[Saved entries]
========================================================================

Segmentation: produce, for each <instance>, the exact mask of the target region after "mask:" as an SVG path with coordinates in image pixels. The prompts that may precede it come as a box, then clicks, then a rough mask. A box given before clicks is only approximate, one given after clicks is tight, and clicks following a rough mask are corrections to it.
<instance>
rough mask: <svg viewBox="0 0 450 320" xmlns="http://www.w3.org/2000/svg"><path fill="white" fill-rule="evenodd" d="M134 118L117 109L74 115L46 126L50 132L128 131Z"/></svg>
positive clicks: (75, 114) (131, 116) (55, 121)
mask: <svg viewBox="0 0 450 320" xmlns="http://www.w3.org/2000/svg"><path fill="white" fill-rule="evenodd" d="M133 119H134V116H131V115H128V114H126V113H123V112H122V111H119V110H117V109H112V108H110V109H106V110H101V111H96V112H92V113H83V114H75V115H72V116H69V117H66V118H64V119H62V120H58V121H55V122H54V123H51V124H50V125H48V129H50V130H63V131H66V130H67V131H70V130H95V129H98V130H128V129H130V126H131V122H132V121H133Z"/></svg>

========================================================================

Give every line of the saved entries above as a JSON list of strings, with one string per line and blank lines left out.

- _SOLUTION BELOW_
[
  "Segmentation: produce, for each <instance>, the exact mask of the target region after \"mask:\" as an SVG path with coordinates in image pixels. The prompts that may precede it come as a box, then clicks, then a rough mask. A box given before clicks is only approximate, one given after clicks is tight, and clicks following a rough mask are corrections to it.",
  "<instance>",
  "rough mask: <svg viewBox=\"0 0 450 320\" xmlns=\"http://www.w3.org/2000/svg\"><path fill=\"white\" fill-rule=\"evenodd\" d=\"M134 118L117 109L74 115L46 126L50 132L128 131Z\"/></svg>",
  "positive clicks: (75, 114) (131, 116) (55, 121)",
  "mask: <svg viewBox=\"0 0 450 320\" xmlns=\"http://www.w3.org/2000/svg\"><path fill=\"white\" fill-rule=\"evenodd\" d=\"M133 119H134V116H131V115H128V114H126V113H123V112H122V111H119V110H117V109H112V108H110V109H106V110H101V111H96V112H92V113H83V114H75V115H72V116H69V117H66V118H64V119H62V120H58V121H55V122H54V123H51V124H50V125H48V129H50V130H63V131H66V130H67V131H70V130H95V129H98V130H128V129H130V126H131V122H132V121H133Z\"/></svg>"
]